**Exercise task**.
Copy exactly, and only, the lines from the line containing "target: blue canoe" through the last line of the records below, both included.

**Dataset excerpts**.
· · · · · · ·

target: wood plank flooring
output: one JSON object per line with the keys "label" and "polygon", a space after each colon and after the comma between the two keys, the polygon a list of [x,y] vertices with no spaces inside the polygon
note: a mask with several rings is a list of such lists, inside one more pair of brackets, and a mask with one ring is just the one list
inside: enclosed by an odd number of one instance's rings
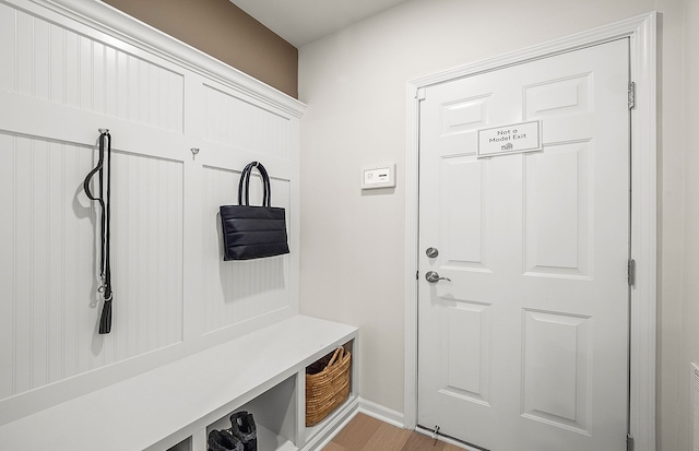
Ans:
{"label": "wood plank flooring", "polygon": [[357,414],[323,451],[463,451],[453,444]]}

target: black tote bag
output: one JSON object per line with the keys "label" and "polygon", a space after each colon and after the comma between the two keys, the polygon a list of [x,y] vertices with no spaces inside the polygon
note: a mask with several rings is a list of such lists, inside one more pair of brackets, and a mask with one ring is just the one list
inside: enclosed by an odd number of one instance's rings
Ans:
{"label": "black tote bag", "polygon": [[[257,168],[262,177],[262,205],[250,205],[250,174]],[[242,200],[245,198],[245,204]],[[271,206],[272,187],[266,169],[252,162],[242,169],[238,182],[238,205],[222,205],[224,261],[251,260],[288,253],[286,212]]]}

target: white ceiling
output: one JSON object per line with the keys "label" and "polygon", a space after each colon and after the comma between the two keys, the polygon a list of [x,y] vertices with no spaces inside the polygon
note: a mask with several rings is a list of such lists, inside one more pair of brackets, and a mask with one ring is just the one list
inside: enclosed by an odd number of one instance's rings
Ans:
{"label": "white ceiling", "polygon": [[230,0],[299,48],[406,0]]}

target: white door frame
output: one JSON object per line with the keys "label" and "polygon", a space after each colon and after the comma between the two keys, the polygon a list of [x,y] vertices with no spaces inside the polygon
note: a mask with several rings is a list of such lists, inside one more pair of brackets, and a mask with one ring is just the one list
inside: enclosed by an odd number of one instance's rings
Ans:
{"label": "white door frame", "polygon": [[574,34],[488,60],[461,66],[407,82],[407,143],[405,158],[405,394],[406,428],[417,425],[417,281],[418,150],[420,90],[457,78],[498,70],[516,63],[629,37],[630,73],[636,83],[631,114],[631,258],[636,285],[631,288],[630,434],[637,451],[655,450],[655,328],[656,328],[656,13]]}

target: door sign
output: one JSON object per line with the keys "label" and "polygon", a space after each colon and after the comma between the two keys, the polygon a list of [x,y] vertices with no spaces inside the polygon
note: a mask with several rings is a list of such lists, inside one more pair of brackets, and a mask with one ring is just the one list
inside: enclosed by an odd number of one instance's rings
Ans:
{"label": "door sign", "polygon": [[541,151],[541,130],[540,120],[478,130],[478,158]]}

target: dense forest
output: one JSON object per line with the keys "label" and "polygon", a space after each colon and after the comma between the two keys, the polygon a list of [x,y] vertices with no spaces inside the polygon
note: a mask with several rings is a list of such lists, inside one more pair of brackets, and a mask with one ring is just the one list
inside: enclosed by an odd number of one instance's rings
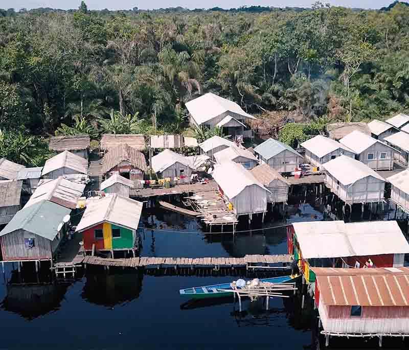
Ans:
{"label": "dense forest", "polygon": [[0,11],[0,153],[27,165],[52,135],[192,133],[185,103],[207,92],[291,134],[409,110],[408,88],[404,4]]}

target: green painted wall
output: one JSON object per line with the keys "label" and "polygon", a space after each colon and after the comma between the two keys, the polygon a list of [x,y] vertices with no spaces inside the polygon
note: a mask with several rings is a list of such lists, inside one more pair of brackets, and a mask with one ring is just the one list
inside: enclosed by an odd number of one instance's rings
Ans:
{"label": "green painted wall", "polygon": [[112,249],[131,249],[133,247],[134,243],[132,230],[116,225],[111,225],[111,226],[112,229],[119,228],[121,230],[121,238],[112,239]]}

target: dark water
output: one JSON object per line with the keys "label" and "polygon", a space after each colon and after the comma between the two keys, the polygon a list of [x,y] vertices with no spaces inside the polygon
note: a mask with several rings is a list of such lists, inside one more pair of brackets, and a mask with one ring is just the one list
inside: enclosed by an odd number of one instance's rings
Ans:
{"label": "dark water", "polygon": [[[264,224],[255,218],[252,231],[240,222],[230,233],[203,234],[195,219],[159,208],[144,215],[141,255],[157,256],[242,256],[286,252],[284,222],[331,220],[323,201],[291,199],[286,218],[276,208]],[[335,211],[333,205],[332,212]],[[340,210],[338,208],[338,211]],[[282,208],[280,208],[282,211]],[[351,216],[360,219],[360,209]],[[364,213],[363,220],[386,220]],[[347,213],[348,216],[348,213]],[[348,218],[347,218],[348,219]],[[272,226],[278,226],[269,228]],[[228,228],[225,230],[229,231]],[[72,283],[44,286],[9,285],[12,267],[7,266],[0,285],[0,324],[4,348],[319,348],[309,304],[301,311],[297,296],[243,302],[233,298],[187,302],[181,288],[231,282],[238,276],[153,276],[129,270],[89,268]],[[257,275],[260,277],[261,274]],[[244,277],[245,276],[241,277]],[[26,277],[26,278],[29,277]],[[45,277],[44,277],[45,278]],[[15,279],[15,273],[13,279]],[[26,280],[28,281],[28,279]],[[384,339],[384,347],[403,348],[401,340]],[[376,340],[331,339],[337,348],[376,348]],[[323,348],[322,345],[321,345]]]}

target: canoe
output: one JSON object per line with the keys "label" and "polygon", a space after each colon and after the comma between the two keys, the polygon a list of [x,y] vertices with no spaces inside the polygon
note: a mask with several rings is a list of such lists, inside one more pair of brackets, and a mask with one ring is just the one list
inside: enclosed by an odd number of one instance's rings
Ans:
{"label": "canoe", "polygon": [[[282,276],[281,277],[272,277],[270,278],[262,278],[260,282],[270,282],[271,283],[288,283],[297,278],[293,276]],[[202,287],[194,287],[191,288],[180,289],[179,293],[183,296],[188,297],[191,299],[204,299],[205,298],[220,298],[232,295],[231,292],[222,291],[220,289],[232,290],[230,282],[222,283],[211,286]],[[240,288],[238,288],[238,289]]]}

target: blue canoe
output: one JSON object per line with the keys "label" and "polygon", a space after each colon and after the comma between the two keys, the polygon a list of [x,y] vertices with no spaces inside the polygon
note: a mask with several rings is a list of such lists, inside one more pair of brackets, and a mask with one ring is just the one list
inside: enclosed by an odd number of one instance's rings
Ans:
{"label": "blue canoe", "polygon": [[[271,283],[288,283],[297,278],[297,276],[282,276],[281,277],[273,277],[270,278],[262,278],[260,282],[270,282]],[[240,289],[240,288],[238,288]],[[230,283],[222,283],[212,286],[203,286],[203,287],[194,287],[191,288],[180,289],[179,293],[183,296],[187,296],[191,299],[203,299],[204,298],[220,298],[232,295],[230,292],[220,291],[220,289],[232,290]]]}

· · · · · · ·

**Complete output**.
target: blue canoe
output: one JSON object per line with the keys "label" and "polygon", a space after each colon and after the comma between the two keys, the polygon a list of [x,y] vertices with no spaces inside the polygon
note: a mask with several rings is a list of such lists, inside one more pair of brackets, and a mask with one ring is just the one list
inside: enclosed by an odd number of one instance's rings
Ans:
{"label": "blue canoe", "polygon": [[[271,283],[288,283],[297,278],[297,276],[282,276],[281,277],[273,277],[270,278],[262,278],[260,282],[270,282]],[[240,289],[240,288],[238,288]],[[230,283],[222,283],[212,286],[203,286],[203,287],[194,287],[191,288],[180,289],[179,293],[183,296],[187,296],[191,299],[203,299],[204,298],[220,298],[232,295],[230,292],[220,291],[220,289],[232,290]]]}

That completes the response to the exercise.